◆ WRITTEN EXERCISE:
Identify every line in the entries below that contains the string "stem", and copy each of those lines in full.

(Pointing entries)

• • •

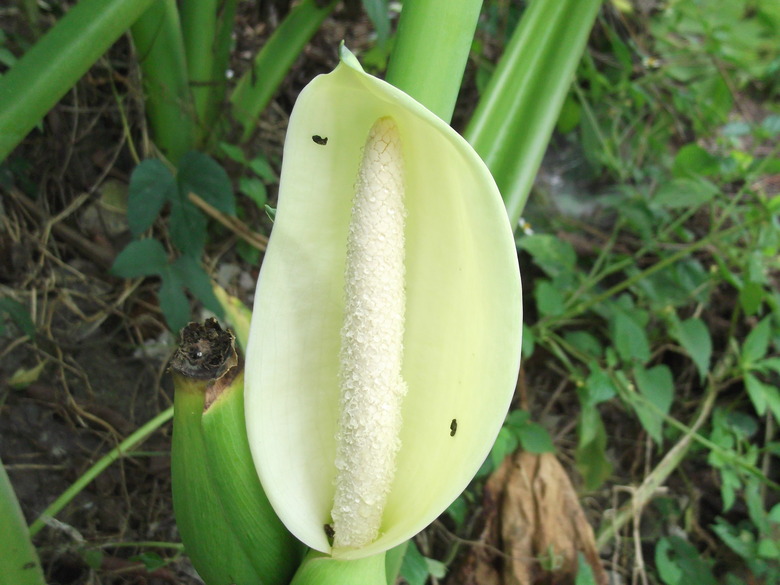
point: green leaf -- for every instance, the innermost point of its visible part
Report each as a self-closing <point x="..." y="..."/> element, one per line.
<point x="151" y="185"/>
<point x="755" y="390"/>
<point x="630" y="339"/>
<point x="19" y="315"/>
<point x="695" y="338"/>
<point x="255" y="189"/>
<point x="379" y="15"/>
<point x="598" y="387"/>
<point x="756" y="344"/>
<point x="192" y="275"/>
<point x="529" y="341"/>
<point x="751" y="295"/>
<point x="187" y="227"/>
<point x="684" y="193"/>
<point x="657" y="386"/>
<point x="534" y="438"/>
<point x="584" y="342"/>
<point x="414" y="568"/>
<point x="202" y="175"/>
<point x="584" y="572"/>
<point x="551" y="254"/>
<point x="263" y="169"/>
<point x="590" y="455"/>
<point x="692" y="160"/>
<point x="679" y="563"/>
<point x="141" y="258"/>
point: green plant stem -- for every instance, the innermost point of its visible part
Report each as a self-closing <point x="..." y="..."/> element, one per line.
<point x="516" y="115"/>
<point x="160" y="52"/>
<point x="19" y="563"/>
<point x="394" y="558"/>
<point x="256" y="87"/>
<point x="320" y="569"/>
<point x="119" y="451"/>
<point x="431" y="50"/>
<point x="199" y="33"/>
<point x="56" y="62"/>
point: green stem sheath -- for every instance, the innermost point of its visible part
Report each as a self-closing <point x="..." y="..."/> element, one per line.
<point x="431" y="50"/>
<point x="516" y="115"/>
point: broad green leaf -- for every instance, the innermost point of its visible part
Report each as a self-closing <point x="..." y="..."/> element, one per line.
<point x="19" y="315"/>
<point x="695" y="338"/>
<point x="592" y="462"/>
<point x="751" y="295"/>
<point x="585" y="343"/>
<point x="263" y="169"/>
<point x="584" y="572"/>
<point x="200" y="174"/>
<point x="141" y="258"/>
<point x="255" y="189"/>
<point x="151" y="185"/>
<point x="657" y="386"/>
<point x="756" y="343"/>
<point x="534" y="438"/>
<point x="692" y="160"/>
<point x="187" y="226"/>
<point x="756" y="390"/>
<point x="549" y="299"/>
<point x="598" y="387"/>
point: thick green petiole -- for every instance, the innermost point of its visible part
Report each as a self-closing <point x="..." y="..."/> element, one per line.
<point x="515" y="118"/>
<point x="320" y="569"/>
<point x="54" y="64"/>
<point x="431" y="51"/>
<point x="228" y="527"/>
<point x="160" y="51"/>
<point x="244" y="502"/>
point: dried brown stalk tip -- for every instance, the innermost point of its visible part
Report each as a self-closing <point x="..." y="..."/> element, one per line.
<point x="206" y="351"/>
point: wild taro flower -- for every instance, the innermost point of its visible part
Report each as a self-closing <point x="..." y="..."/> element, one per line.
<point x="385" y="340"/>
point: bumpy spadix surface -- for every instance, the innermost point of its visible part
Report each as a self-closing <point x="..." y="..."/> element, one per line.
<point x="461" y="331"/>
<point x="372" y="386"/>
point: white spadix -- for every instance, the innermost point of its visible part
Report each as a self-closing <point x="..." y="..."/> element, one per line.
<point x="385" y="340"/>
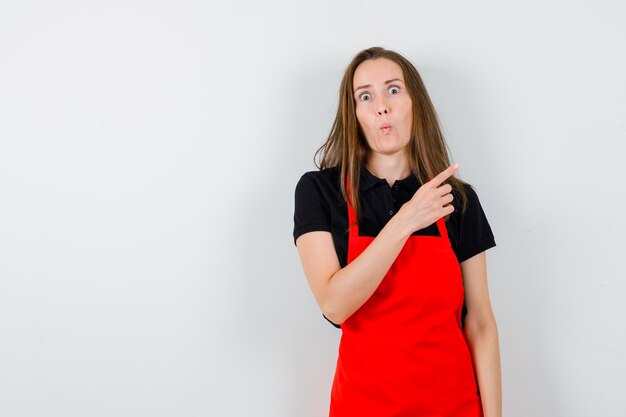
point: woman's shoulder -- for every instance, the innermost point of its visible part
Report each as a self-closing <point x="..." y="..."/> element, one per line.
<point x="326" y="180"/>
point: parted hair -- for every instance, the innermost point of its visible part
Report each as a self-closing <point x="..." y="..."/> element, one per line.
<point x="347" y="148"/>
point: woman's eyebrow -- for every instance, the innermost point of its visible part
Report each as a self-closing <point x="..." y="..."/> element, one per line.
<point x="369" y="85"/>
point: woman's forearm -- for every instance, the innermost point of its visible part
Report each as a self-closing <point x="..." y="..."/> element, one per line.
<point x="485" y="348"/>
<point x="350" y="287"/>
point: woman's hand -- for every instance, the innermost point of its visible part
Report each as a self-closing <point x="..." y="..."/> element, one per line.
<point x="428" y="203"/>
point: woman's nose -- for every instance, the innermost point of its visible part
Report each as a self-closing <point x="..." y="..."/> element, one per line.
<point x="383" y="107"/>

• • •

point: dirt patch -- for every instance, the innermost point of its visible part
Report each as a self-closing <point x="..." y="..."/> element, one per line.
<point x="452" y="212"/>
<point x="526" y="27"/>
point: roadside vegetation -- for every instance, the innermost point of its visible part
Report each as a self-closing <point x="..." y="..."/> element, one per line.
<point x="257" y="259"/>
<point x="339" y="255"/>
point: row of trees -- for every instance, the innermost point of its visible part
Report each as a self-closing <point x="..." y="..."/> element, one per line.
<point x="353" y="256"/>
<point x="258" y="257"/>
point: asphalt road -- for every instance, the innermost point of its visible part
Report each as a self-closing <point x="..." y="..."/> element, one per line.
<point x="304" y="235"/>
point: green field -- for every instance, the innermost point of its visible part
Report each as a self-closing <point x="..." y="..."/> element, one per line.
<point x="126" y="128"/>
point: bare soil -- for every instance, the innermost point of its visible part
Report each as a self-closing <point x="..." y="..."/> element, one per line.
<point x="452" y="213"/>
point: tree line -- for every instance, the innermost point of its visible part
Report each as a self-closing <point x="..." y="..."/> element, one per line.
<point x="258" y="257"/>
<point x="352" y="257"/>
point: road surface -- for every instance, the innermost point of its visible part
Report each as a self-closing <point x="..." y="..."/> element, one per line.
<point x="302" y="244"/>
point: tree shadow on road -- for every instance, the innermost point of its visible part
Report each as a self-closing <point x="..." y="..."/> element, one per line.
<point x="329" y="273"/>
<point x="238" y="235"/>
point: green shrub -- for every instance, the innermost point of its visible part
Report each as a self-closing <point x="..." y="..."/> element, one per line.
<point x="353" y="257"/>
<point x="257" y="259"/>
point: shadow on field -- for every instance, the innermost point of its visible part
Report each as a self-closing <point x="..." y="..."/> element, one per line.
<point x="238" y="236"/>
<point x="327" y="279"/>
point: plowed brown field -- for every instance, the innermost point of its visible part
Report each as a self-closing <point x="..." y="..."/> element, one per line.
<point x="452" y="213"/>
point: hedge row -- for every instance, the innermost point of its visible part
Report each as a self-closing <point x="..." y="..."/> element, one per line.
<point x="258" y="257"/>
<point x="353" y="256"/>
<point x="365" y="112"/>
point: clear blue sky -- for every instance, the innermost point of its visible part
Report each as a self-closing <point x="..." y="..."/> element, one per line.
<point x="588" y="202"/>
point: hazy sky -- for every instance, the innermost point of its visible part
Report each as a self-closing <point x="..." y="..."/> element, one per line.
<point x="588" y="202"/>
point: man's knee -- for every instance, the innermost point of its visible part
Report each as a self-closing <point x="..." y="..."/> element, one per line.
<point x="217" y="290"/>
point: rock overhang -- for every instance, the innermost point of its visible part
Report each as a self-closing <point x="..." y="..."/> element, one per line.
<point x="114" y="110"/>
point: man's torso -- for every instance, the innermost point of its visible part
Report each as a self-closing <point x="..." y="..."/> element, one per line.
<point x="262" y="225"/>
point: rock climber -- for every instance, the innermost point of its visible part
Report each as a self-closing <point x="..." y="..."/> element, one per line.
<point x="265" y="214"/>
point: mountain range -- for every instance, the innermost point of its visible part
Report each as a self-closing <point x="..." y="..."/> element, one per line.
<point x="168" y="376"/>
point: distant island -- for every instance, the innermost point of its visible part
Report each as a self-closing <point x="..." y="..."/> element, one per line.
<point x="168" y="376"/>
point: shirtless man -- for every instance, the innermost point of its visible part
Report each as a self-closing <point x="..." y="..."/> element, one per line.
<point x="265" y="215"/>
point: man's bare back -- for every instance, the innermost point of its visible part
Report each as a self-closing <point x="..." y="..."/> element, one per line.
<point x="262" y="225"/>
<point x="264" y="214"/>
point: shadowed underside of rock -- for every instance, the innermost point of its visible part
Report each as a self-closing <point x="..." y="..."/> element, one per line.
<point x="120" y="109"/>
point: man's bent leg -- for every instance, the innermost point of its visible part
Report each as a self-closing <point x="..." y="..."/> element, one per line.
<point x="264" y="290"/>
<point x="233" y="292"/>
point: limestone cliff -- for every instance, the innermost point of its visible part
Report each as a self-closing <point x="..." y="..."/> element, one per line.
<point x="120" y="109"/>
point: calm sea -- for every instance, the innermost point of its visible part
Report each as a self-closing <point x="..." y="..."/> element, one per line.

• • •

◆ TASK OUTPUT:
point: green plant stem -- for every instance, the innermost point of its visible part
point: green stem sheath -- for every instance, the innermost point of its visible part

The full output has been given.